··· Task input

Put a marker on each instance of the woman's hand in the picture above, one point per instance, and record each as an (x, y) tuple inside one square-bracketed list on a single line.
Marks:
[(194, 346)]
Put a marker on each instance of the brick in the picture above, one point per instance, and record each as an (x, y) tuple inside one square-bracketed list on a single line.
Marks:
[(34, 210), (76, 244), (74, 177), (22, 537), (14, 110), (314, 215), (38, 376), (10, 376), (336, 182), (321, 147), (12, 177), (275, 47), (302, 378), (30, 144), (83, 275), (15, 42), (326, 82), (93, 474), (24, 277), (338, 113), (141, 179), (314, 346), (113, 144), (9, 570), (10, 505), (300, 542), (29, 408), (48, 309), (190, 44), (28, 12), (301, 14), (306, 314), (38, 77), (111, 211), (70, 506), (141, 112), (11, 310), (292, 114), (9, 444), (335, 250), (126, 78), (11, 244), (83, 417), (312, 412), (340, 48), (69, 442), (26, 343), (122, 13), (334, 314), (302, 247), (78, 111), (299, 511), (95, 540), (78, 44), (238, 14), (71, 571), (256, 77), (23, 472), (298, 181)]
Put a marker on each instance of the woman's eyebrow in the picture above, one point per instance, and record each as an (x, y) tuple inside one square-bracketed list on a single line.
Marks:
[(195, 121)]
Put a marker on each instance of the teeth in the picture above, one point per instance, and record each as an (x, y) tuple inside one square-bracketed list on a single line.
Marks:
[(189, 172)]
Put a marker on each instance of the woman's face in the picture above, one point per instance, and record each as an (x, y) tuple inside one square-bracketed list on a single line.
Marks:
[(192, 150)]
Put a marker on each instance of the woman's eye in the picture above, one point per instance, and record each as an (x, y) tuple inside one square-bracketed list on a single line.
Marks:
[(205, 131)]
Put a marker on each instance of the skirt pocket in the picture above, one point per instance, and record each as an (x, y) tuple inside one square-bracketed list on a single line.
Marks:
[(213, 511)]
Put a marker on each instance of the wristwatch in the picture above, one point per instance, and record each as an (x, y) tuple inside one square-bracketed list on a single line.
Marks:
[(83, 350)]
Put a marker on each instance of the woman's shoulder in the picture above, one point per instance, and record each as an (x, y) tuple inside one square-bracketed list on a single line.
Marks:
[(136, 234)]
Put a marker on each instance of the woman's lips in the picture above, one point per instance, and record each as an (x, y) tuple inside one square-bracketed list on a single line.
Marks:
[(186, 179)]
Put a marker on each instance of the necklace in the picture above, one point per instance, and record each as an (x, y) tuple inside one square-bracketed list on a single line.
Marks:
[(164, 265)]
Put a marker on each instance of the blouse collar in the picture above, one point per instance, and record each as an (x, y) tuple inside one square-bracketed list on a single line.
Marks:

······

- _Instructions for the task_: Copy out the line containing "Put a marker on each instance of the blouse", then every line after it through the end of the listing, exactly and with nothing else.

- _Result of the task_:
Put a marker on each instance of the blouse collar in the picture above, one point per instance, and record each as an (x, y) tuple inside one square-bracketed list on a single line.
Marks:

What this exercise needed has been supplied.